== 提示された文章 ==
柏原も小田もカルト的なサニー信者で、2人は好みのドレスに着替えさられた赤理は、画像や動画をネット上の「サニーたんを愛する専門板www」にアップされてしまいます。
赤理は正気を失っていきながらも、柏原や小田の居ない隙を見計らい、必死に豪雪地帯の監禁部屋から脱出を試みます。
しかし、それは驚愕の序章の始まりにすぎませんでした…。
5.映画『サニー/32』の感想と評価
『サニー/32』は実話をモチーフにした野心作
『凶悪』でタッグを組んだ白石和彌監督と脚本家の高橋泉が、「いずれは取り掛からなければならない物語」として映画化の構想を話し合っていた本作『サニー/32』。
この作品で柏原勲役を演じたピエール瀧は、脚本を読んだ印象について、「相変わらずの白石組特有のぶっ飛んだ脚本なのです」としながら、その特徴について次のように述べています。
「今回の悪事は鬼畜ぶりがこれまでとは異質というか特異というか…。脚本を読んだ段階では仕上がりが想像できない不思議な話でした。様々な社会現象がちりばめられた本作をネタ探しで楽しむのも良いかと思います」
ピエールの語る「様々な社会現象がちりばめられた本作をネタ探し」とは、実話の出来事を着想を意味しています。
もちろん、あなたも既にお気付きとは思いますが、2004年6月に起きた「佐世保小6女児同級生殺害事件」を基にし、出来事をモチーフに映画制作の骨格をなしています。

== 課題の入力 ==
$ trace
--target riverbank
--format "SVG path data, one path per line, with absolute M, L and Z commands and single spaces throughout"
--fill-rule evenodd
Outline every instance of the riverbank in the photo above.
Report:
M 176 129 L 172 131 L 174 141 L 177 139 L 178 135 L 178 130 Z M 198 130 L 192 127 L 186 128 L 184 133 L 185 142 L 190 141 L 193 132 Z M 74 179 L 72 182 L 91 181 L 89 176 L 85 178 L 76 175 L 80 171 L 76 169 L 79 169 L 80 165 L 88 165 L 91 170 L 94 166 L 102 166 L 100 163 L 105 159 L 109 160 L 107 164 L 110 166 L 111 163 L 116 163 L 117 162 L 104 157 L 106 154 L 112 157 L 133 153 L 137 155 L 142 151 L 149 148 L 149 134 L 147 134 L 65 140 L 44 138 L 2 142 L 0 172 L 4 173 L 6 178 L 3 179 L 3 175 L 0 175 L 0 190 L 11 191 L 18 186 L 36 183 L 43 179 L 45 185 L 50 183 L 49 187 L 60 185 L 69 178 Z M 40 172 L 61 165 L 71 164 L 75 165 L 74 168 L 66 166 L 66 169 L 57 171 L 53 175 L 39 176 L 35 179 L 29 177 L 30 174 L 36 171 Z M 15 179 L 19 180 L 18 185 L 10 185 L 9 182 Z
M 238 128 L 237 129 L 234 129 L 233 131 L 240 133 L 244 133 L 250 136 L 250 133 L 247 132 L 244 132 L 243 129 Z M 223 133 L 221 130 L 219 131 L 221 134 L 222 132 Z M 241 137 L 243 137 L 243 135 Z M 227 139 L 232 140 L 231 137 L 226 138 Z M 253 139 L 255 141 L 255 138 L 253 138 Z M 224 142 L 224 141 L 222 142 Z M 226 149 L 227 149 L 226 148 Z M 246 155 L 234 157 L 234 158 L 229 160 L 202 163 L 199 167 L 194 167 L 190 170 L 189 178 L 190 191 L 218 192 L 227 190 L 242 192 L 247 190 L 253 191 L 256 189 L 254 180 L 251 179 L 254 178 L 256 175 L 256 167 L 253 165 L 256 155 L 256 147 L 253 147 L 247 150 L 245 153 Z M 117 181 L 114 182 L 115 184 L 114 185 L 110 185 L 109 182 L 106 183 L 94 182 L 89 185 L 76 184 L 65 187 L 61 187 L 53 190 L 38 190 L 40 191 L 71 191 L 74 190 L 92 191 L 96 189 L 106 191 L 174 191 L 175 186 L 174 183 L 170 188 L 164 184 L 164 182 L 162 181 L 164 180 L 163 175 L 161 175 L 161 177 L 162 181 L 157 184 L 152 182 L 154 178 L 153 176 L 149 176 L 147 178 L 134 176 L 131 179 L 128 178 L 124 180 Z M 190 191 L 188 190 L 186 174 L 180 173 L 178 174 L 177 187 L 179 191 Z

== 取り組む課題 ==
A - 記録のうち「riverbank」という文字列を含む行を数え、その数だけを答えよ。大文字と小文字は区別する。
B - 映画『サニー/32』についての文章を、最後の文の後から書き継げ。
文章と記録は互いに別々の素材である。

== 解いた課題 ==
A - 2

B -
これについて白石監督は脚本担当の高橋泉との対談で、長崎県佐世保の「NEVADA事件」から着想を得ていると明言しています。
仲の良かった同級生に犯行を及んだカッターナイフ、当時ネットに一早く上がっていた加害女児の赤い手の画像など、多くの類似点を作品から想起させられます。
また、ほかにもオウム真理教事件なども連想させますし、ネット社会が生み出していく人の闇もしっかりと描かれています。
モチーフとなった事件は、当時あまりにショッキングな出来事であったことから、文科省は「長崎県佐世保市女子児童殺害事件」として談話を出し、事件についてコメントした政治家の内閣府特命担当大臣や財務大臣も失言をするほどでした。
しかし、白石監督はクリエーターとして、あくまで事件はモチーフに留めて扱うように決めていました。
極限に追い詰められてこそ、真のアイドル映画⁈
脚本を担当した高橋泉は、「NEVADA事件」を忠実に再現してしまうと、“遊びのない映画”になってしまうことから、間口を広げることを意識したそうです。
その方法として、“高橋流のアイドル映画”を模索してみようようと心がけました。
一方で白石監督は話し合いに出た、“アイドル映画”の印象をこのように述べています。
「アイドル映画ってかつては、アイドルが極限まで追い詰められるほど涙なき魅力を引き出されていったんですよ。80年代の相米慎二監督の一連の作品なんかを見ると、特にそうで、現場で相米さんが「もう一回」と言ったら薬師丸ひろ子さんや斉藤由貴さんがそれこそ限りなく、何度でも演技を繰り返してきたわけです。「アイドルって過酷な撮影でもそこまで頑張れちゃうのか」と、インプットというか変な刷り込みをされちゃっただから今回も北原さんに全編、精神も肉体もギリギリまで酷使してもらっています」
確かにかつて“アイドル映画”という、はっきりとしたジャンルがあった昭和には、過酷な撮影に耐えた薬師丸ひろ子や斉藤由貴が、それまでには決して見せなかった表情をスクリーンに見せることを楽しみに劇場に出かけました。
言うまでもなく、そのことがあって現在の2人は演技派女優として活躍が出来るように、監督によって育てられていった事実があるでしょう。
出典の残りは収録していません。